### 练习要求
请将下面全部条目逐字逐行誊写一遍，图片不要写入答案。

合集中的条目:
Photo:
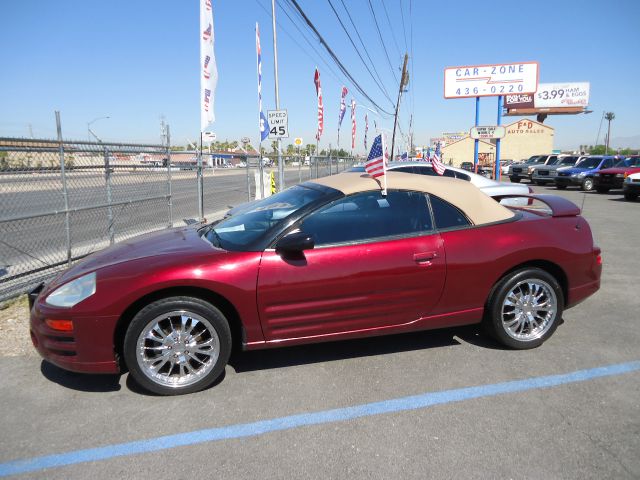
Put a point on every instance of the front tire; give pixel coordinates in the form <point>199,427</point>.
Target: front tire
<point>524,309</point>
<point>177,345</point>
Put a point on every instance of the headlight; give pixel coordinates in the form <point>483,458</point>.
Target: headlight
<point>74,292</point>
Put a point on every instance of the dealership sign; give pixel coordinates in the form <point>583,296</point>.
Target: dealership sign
<point>554,95</point>
<point>487,132</point>
<point>490,80</point>
<point>522,100</point>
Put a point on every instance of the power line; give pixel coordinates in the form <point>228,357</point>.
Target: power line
<point>393,36</point>
<point>382,89</point>
<point>375,20</point>
<point>297,43</point>
<point>340,65</point>
<point>366,51</point>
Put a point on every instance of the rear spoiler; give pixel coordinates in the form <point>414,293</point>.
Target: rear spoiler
<point>560,207</point>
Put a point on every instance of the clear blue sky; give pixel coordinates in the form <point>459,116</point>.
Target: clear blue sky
<point>137,60</point>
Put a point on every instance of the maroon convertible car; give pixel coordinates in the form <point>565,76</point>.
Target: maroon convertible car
<point>325,260</point>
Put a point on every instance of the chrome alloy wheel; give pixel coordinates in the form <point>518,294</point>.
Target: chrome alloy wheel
<point>177,349</point>
<point>529,310</point>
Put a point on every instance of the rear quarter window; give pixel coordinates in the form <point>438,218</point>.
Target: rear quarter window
<point>447,215</point>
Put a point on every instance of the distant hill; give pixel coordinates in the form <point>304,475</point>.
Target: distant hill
<point>626,142</point>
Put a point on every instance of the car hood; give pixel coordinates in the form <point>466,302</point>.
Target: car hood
<point>182,242</point>
<point>572,170</point>
<point>617,170</point>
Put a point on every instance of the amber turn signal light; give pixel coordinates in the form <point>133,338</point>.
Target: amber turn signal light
<point>60,325</point>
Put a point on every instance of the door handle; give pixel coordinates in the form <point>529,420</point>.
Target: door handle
<point>424,257</point>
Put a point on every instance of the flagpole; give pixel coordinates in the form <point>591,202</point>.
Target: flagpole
<point>199,175</point>
<point>403,82</point>
<point>275,69</point>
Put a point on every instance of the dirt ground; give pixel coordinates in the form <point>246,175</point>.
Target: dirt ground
<point>14,326</point>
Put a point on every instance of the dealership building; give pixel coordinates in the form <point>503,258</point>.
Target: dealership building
<point>523,138</point>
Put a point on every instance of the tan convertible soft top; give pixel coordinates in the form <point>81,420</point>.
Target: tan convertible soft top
<point>480,208</point>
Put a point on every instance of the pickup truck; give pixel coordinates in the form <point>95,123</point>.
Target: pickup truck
<point>546,173</point>
<point>520,171</point>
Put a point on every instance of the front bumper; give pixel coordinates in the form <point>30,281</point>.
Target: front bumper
<point>569,181</point>
<point>89,348</point>
<point>519,173</point>
<point>608,181</point>
<point>633,187</point>
<point>543,176</point>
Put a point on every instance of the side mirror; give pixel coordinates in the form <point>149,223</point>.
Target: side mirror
<point>295,242</point>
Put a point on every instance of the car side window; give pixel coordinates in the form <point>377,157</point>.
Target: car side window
<point>447,215</point>
<point>367,216</point>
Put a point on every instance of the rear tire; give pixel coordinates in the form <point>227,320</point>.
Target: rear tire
<point>177,345</point>
<point>524,308</point>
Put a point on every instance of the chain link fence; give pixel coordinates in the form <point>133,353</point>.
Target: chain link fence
<point>63,200</point>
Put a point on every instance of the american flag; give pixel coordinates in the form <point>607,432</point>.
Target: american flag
<point>343,106</point>
<point>353,124</point>
<point>375,165</point>
<point>435,161</point>
<point>316,80</point>
<point>366,129</point>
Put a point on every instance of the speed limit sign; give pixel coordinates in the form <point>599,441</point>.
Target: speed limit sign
<point>278,124</point>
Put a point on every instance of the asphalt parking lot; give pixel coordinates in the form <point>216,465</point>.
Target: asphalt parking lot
<point>439,404</point>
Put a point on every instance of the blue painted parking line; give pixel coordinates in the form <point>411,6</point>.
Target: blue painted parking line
<point>294,421</point>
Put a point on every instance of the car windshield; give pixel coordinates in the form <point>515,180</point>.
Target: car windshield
<point>239,231</point>
<point>567,161</point>
<point>592,162</point>
<point>629,162</point>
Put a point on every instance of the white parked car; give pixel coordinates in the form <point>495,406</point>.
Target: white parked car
<point>488,186</point>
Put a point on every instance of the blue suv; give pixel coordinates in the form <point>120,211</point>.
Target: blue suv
<point>581,174</point>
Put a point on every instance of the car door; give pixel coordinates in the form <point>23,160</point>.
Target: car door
<point>377,262</point>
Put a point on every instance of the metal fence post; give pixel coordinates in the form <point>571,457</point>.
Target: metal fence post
<point>169,191</point>
<point>107,178</point>
<point>65,192</point>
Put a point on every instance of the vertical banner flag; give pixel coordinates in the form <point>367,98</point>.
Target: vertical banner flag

### 结果
Photo:
Put a point on every instance of the front tire; give pixel coordinates in the form <point>199,427</point>.
Target: front tire
<point>524,309</point>
<point>177,345</point>
Put a point on every instance of the headlight; give pixel coordinates in the form <point>483,458</point>.
Target: headlight
<point>74,292</point>
Put a point on every instance of the dealership sign; give pixel coordinates in the form <point>583,296</point>.
Target: dealership sign
<point>554,95</point>
<point>487,132</point>
<point>490,80</point>
<point>522,100</point>
Put a point on every instance of the power line; give pixel coordinates in the form <point>228,357</point>.
Target: power line
<point>393,36</point>
<point>382,89</point>
<point>375,20</point>
<point>297,43</point>
<point>340,65</point>
<point>366,51</point>
Put a point on every instance of the rear spoiler; give pixel coordinates in the form <point>414,293</point>.
Target: rear spoiler
<point>560,207</point>
Put a point on every instance of the clear blue sky; give pixel coordinates in the form <point>459,116</point>.
Target: clear blue sky
<point>137,60</point>
Put a point on every instance of the maroon convertible car; give pixel coordinates in the form <point>565,76</point>.
Target: maroon convertible car
<point>325,260</point>
Put a point on every instance of the chrome alloy wheel; give pixel coordinates in the form <point>518,294</point>.
Target: chrome alloy wheel
<point>177,349</point>
<point>529,310</point>
Put a point on every instance of the rear quarter window; give pixel coordinates in the form <point>438,218</point>.
Target: rear quarter window
<point>447,215</point>
Put a point on every instance of the distant hill; give pixel coordinates in the form <point>304,475</point>.
Target: distant hill
<point>626,142</point>
Put a point on every instance of the car hood; give pixel coordinates in the form <point>466,302</point>.
Target: car hood
<point>182,242</point>
<point>572,170</point>
<point>617,170</point>
Put a point on every instance of the amber turn signal light; give pixel coordinates in the form <point>133,338</point>.
Target: amber turn signal light
<point>60,325</point>
Put a point on every instance of the door handle; give pixel coordinates in the form <point>529,420</point>.
Target: door handle
<point>424,257</point>
Put a point on every instance of the flagpole; give pixel coordinates in the form <point>591,202</point>.
Target: flagpole
<point>199,175</point>
<point>403,82</point>
<point>275,69</point>
Put a point on every instance of the dirt ground; give pixel coordinates in the form <point>246,175</point>.
Target: dirt ground
<point>14,326</point>
Put a point on every instance of the dealership building; give pixel coordinates in the form <point>503,258</point>.
Target: dealership building
<point>523,138</point>
Put a point on every instance of the tan convertible soft top; give pixel coordinates in the form <point>81,420</point>.
Target: tan convertible soft top
<point>480,208</point>
Put a point on every instance of the pickup truck; give pixel coordinates in the form <point>95,123</point>.
Target: pickup truck
<point>546,173</point>
<point>520,171</point>
Put a point on every instance of the front bumper; give pixel coordinates in the form <point>30,281</point>.
Target: front bumper
<point>569,181</point>
<point>89,348</point>
<point>519,173</point>
<point>608,181</point>
<point>633,187</point>
<point>543,176</point>
Put a point on every instance of the side mirror; give pixel coordinates in the form <point>149,223</point>.
Target: side mirror
<point>295,242</point>
Put a point on every instance of the car side window; give pixel coordinates in the form <point>377,157</point>.
Target: car side window
<point>447,215</point>
<point>367,216</point>
Put a point on every instance of the rear tire; give pixel coordinates in the form <point>227,320</point>.
Target: rear tire
<point>177,345</point>
<point>524,308</point>
Put a point on every instance of the chain link fence; give pixel coordinates in the form <point>133,353</point>.
Target: chain link fence
<point>63,200</point>
Put a point on every instance of the american flag; give pixel coordinates in the form <point>607,432</point>.
Target: american flag
<point>343,106</point>
<point>353,124</point>
<point>375,165</point>
<point>435,161</point>
<point>316,80</point>
<point>366,129</point>
Put a point on every instance of the speed limit sign; give pixel coordinates in the form <point>599,441</point>.
Target: speed limit sign
<point>278,124</point>
Put a point on every instance of the asphalt parking lot; give pixel coordinates in the form <point>216,465</point>.
Target: asphalt parking lot
<point>439,404</point>
Put a point on every instance of the blue painted parking line; give pixel coordinates in the form <point>411,6</point>.
Target: blue painted parking line
<point>294,421</point>
Put a point on every instance of the car windshield; give pixel coordinates in the form <point>515,180</point>.
Target: car windshield
<point>239,231</point>
<point>567,161</point>
<point>592,162</point>
<point>629,162</point>
Put a point on every instance of the white parked car; give pixel coordinates in the form <point>495,406</point>.
Target: white parked car
<point>488,186</point>
Put a point on every instance of the blue suv; give pixel coordinates in the form <point>120,211</point>.
Target: blue suv
<point>581,174</point>
Put a point on every instance of the car door; give pixel coordinates in the form <point>23,160</point>.
Target: car door
<point>377,262</point>
Put a point on every instance of the metal fence post; give pixel coordinates in the form <point>571,457</point>.
Target: metal fence post
<point>169,191</point>
<point>107,178</point>
<point>65,192</point>
Put a point on every instance of the vertical banner flag; give pixel coordinates in the form <point>367,98</point>.
Target: vertical banner flag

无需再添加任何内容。